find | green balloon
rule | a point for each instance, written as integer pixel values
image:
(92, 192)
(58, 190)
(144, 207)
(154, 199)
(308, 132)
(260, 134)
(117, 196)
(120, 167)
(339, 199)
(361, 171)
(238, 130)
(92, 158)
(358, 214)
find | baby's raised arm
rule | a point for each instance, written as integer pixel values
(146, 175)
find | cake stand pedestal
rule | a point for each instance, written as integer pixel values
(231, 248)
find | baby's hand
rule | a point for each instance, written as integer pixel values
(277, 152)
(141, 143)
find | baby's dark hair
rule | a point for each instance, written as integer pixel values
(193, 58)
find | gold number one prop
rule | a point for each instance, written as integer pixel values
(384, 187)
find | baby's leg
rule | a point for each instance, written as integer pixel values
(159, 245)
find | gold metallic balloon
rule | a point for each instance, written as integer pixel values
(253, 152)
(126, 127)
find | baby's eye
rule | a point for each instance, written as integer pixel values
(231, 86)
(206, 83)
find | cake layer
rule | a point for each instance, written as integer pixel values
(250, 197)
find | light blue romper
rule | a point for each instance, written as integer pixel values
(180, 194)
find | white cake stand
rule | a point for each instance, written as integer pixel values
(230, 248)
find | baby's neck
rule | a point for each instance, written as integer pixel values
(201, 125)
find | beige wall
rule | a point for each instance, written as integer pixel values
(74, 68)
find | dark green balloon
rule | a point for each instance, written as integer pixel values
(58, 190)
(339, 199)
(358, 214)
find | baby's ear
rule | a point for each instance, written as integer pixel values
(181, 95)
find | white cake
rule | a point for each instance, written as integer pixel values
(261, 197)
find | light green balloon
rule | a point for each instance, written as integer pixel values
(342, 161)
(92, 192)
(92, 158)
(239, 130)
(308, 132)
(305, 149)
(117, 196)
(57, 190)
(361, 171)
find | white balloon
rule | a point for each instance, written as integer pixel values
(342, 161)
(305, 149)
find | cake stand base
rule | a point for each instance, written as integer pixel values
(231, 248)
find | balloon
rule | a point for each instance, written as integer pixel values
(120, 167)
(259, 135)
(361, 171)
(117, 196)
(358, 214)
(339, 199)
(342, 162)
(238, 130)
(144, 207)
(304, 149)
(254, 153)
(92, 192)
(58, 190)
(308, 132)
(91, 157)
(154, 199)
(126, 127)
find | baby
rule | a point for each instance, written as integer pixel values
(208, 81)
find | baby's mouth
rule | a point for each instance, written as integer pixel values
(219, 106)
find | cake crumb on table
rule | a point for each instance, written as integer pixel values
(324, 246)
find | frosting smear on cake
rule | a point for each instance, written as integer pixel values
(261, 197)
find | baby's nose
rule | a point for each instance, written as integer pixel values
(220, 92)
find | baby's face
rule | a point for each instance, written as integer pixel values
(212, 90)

- - -

### Work request
The expected output is the exact run of lines from the start of the entries through the line with "find | baby's leg", inclusive.

### Your response
find | green balloon
rule | a point for each instance, written as integer pixel values
image:
(92, 192)
(58, 190)
(144, 207)
(154, 199)
(308, 132)
(260, 134)
(117, 196)
(120, 167)
(339, 199)
(361, 171)
(238, 130)
(92, 158)
(358, 214)
find | baby's raised arm
rule | a point for each instance, written as integer pixel values
(146, 175)
find | cake stand pedestal
rule | a point for each instance, written as integer pixel values
(231, 248)
find | baby's hand
rule | a point for each instance, written as integer pixel values
(277, 152)
(141, 143)
find | baby's dark hair
rule | a point for each instance, written as integer pixel values
(193, 58)
find | gold number one prop
rule | a point for each instance, written as integer pixel values
(384, 187)
find | baby's leg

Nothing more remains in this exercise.